**TASK PROMPT:** Your answer should consist only of the lines from the line containing "In this exercise you will tag the green" through the last line below, each repeated exactly.

• • •

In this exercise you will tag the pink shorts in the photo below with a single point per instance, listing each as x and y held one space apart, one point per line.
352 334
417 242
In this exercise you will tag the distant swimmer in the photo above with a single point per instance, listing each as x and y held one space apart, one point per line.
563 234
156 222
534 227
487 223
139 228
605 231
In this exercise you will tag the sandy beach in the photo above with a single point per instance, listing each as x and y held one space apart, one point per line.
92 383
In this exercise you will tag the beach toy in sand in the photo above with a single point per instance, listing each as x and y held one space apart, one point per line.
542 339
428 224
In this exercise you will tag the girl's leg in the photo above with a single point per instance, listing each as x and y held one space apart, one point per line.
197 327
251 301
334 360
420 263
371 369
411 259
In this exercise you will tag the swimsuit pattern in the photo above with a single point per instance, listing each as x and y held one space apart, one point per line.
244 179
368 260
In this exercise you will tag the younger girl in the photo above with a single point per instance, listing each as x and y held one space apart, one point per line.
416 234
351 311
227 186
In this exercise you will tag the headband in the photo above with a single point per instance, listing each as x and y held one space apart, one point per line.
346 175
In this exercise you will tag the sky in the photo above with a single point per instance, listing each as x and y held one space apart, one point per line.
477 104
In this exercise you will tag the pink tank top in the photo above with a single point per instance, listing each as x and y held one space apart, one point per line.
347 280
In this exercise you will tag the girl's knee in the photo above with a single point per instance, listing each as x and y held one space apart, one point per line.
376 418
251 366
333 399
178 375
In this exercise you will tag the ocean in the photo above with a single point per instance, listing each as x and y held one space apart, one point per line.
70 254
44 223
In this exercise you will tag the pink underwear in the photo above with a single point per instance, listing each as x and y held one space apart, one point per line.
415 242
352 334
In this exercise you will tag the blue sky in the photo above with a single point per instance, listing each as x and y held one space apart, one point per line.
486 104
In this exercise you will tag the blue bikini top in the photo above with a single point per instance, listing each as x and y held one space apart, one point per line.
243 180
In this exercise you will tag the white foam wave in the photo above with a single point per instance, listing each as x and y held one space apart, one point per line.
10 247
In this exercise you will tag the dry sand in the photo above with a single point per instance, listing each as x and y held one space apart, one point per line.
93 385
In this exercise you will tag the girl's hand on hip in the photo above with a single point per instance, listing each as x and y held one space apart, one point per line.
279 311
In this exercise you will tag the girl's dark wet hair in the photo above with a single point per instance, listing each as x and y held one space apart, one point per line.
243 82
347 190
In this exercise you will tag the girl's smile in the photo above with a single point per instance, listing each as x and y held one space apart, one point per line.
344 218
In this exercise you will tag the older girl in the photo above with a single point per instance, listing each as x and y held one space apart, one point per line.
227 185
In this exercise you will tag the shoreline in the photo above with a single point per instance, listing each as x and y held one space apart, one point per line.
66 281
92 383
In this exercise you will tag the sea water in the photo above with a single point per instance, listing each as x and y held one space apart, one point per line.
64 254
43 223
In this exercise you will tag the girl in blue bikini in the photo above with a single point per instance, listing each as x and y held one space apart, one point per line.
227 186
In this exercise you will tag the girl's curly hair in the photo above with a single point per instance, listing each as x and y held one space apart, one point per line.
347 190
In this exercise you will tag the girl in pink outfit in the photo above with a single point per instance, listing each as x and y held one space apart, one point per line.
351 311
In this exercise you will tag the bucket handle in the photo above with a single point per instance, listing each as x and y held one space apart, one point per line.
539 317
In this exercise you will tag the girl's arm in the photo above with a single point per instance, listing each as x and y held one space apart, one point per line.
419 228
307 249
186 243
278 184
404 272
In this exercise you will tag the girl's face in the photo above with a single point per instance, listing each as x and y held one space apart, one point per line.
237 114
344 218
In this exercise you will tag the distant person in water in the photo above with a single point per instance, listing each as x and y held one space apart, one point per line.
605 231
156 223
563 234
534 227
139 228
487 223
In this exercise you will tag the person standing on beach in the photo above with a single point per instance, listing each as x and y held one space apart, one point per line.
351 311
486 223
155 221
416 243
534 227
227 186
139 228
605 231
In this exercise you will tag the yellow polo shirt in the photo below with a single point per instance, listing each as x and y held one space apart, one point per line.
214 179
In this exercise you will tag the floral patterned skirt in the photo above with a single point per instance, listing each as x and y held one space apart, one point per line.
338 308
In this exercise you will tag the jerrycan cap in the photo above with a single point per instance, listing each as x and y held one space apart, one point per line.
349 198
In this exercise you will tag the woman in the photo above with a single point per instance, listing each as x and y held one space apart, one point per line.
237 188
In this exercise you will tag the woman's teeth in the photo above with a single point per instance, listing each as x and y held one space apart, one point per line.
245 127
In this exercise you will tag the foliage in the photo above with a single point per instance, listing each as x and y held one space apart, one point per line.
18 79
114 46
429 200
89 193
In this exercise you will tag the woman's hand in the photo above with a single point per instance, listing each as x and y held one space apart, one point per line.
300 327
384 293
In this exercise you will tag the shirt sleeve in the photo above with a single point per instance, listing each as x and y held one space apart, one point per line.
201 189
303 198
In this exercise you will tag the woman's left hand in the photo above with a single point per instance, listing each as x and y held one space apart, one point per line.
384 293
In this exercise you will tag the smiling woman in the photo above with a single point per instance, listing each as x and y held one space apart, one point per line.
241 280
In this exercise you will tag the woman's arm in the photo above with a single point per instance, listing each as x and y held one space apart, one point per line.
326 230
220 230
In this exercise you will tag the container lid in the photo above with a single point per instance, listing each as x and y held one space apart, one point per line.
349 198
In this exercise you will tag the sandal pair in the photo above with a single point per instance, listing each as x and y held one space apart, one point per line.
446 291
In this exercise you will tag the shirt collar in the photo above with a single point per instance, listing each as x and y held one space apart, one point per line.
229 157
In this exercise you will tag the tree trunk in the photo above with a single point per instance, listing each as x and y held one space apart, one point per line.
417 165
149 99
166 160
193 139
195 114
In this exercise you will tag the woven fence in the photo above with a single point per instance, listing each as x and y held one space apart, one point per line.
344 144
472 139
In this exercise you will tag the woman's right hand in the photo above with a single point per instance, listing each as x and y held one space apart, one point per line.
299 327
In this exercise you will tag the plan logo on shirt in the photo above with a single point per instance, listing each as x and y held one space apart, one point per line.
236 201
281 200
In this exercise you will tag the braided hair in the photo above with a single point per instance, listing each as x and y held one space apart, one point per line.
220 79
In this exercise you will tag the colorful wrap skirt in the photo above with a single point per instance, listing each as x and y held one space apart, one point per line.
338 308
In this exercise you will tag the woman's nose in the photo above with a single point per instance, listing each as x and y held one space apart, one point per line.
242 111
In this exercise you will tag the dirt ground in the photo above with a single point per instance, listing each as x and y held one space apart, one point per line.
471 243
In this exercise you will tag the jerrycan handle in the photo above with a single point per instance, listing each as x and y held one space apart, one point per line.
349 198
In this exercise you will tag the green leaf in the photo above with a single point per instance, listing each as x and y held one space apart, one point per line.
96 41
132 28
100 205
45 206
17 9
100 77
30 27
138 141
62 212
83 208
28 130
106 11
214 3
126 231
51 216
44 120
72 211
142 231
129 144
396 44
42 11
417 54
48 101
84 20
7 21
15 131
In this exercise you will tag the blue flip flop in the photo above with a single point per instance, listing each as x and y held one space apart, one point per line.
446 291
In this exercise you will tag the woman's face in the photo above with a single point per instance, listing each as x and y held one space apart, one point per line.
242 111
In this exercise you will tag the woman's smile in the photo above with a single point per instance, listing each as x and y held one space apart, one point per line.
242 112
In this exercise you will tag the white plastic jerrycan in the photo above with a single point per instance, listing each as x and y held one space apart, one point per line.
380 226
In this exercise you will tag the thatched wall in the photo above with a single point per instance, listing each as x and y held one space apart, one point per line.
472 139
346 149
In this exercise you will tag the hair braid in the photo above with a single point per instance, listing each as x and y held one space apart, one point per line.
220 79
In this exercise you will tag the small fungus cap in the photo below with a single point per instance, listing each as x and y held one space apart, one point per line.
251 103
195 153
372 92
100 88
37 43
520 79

• • •

**REPLY TO THE EXERCISE:**
In this exercise you will tag the green leaf in the photo above with a single point per instance, listing each as x and y held one space apart, one point per line.
96 41
132 28
100 205
45 206
17 9
100 77
30 27
138 141
62 212
83 208
28 130
106 11
214 3
126 231
51 216
44 120
72 211
142 231
129 144
396 44
42 11
417 54
48 101
84 20
7 21
15 131
In this exercise you will tag the blue flip flop in the photo above with a single point per instance, listing each as x and y held one space apart, one point per line.
446 291
In this exercise you will tag the woman's face in the photo above with a single point per instance, listing each as x and y held one space apart, one point per line.
242 111
In this exercise you will tag the woman's smile in the photo above with a single point per instance, listing each as x and y held one space apart, one point per line.
242 112
In this exercise you will tag the white plastic jerrycan in the photo above with a single point per instance, listing each as x and y held one space apart, one point per line.
380 226
In this exercise you will tag the thatched wall in the photo above with a single point per instance, listing each as x and y held one space apart, one point per line.
472 139
346 149
In this exercise you will tag the hair braid in the photo above with a single point per instance, listing each as x and y held one space apart, one point per line.
220 79
In this exercise you will tag the small fungus cap in the photo below with a single point per instance, listing each as x and y held one space apart, one point per line.
251 103
195 153
372 92
100 88
37 43
520 79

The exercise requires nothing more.